=== Required action ===
Leaving the pictures aside, write out the whole listing below exactly.

=== Materials provided ===
+ + + + + + +

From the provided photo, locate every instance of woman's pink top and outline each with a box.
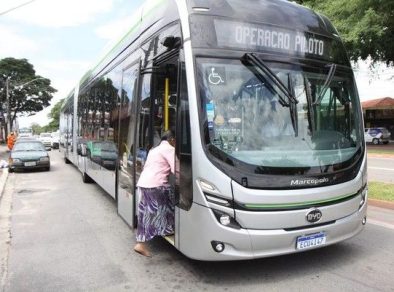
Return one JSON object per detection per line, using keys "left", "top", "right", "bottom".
{"left": 137, "top": 141, "right": 175, "bottom": 188}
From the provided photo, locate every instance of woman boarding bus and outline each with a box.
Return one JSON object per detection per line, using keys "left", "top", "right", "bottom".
{"left": 60, "top": 0, "right": 367, "bottom": 260}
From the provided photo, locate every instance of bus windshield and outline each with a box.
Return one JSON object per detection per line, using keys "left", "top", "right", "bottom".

+ + + + + + +

=== The answer ===
From the provided photo, locate every instance of woman's pink top and outline each with a box.
Return one JSON object per detection per line, using keys "left", "top", "right", "bottom".
{"left": 137, "top": 141, "right": 175, "bottom": 188}
From the provided photo, locate every instance of woman boarding bus and outline each with a box.
Return one JSON object per detection per line, using keys "left", "top", "right", "bottom".
{"left": 60, "top": 0, "right": 367, "bottom": 260}
From the provided photo, locate every instance of bus windshield and outline each with a box.
Return one JSON object per detection per line, using keys "left", "top", "right", "bottom".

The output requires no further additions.